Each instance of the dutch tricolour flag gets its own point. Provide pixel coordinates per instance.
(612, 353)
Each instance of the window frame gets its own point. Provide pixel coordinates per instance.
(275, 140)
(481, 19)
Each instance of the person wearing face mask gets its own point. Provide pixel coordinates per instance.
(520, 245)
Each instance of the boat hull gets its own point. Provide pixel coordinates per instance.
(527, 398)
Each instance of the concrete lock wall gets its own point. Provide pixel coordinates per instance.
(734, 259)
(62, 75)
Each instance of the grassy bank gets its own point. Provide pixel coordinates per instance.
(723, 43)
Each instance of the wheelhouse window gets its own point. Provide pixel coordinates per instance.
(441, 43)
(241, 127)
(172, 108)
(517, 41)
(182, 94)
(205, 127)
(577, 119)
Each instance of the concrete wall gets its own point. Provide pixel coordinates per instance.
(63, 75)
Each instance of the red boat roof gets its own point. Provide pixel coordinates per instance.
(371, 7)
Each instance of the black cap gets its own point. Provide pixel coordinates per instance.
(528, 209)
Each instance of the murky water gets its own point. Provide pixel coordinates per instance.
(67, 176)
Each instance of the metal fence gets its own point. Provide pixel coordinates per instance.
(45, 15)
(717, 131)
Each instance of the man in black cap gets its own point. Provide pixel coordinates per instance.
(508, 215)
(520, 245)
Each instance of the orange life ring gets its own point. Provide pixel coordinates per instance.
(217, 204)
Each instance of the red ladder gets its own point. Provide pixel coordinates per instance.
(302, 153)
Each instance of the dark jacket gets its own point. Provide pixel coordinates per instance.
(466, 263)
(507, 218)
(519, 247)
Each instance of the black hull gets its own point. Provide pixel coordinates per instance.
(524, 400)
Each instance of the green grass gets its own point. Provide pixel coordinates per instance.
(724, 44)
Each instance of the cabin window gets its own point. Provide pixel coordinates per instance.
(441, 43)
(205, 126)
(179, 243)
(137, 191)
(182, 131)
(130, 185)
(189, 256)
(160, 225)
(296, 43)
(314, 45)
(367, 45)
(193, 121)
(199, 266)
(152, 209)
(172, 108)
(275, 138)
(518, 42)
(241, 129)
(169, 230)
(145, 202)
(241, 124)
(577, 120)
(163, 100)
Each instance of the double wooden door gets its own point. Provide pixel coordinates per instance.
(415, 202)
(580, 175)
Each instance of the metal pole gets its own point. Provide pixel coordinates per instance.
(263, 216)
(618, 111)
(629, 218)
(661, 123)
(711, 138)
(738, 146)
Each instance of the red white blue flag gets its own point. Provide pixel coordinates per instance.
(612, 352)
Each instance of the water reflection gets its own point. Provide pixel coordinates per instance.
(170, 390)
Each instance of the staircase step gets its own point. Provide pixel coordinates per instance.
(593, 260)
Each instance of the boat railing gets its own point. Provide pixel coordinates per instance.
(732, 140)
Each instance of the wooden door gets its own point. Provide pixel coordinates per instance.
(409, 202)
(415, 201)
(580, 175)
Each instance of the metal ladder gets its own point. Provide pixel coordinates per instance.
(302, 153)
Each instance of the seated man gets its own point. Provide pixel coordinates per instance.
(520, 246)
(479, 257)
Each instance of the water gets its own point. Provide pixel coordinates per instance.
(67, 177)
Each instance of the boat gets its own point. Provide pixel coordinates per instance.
◆ ◆ ◆
_What the task asks:_
Please print the whole of the material verbatim.

_Solution to the problem:_
Each instance of the dutch tricolour flag gets its own point. Provide pixel coordinates per instance.
(612, 353)
Each instance of the window frame gets its own point. Provide pixel coordinates per instance.
(275, 140)
(481, 19)
Each instance of the person wearing face mask gets its own point. Provide pixel coordinates per instance.
(520, 245)
Each instance of the boat hull gets its own point. Provide pixel coordinates per instance.
(527, 398)
Each instance of the concrete lock wall gets its own point. Provide pixel coordinates per instance.
(734, 259)
(62, 75)
Each instance of the grassy bank gets its own point. Provide pixel coordinates per instance.
(723, 43)
Each instance of the wheelhouse window gets its own point. Provide pixel coordinates per instance.
(441, 43)
(241, 127)
(172, 108)
(517, 41)
(182, 94)
(205, 127)
(577, 119)
Each instance of the concrete wall gets its own point. Provide pixel coordinates per instance.
(63, 75)
Each instance of the red boat roof gets its own point. Provide pixel coordinates per instance.
(371, 7)
Each instance of the black cap gets its own point. Provide pixel coordinates per instance.
(528, 209)
Each instance of the murky water gets its own point. Provide pixel coordinates per instance.
(67, 176)
Each instance of the metal fence gets its own point. Provide pixel coordinates per instance.
(45, 15)
(717, 131)
Each instance of the man in black cap gets its own point. Provide pixel coordinates per instance.
(508, 215)
(520, 245)
Each instance of the orange life ring gets its own point. Provide pixel coordinates per instance.
(217, 204)
Each instance of the red ladder gets its own point. Provide pixel coordinates per instance.
(302, 153)
Each instance of the dark jacket gets its own point. Provide pixel coordinates per instance.
(466, 263)
(507, 218)
(519, 247)
Each instance of the black hull gets its own point. Provide pixel coordinates per instance.
(524, 400)
Each instance of the green grass gets its own point. Provide pixel coordinates per instance.
(724, 44)
Each instance of the cabin window gets its own point. Provide pixel coordinates per instance.
(441, 43)
(205, 126)
(179, 243)
(137, 191)
(182, 131)
(130, 185)
(189, 256)
(160, 225)
(296, 43)
(314, 45)
(367, 45)
(193, 121)
(199, 266)
(152, 209)
(172, 108)
(275, 138)
(518, 42)
(241, 129)
(169, 230)
(145, 202)
(241, 124)
(577, 120)
(163, 100)
Each instance of the double wooden door gets its own point. Provide pixel coordinates per instance.
(415, 202)
(580, 175)
Each instance of the metal pole gets its own point. Provide pixel coordinates per instance.
(263, 216)
(618, 111)
(629, 218)
(661, 123)
(711, 138)
(738, 146)
Each instance of the red white blue flag gets its own point. Provide pixel coordinates per instance.
(612, 352)
Each instance of the water reflection gets its own point. Provide pixel coordinates per instance.
(170, 390)
Each instance of the staircase step gets its own point. Provide pixel coordinates per instance.
(593, 260)
Each instance of the boat railing gets its own point. Provide pixel coordinates per instance.
(732, 140)
Each instance of the wooden door gets its own point. Provide pixel coordinates per instance.
(409, 202)
(415, 201)
(580, 175)
Each instance of the metal ladder gets its own point. Provide pixel coordinates per instance.
(302, 153)
Each instance of the seated man gets its own point. Provide pixel coordinates per instance.
(520, 246)
(479, 257)
Each instance of the water gets its own point. Provide pixel coordinates per instance.
(67, 177)
Each instance of the boat gets its own point. Provide pixel coordinates per instance.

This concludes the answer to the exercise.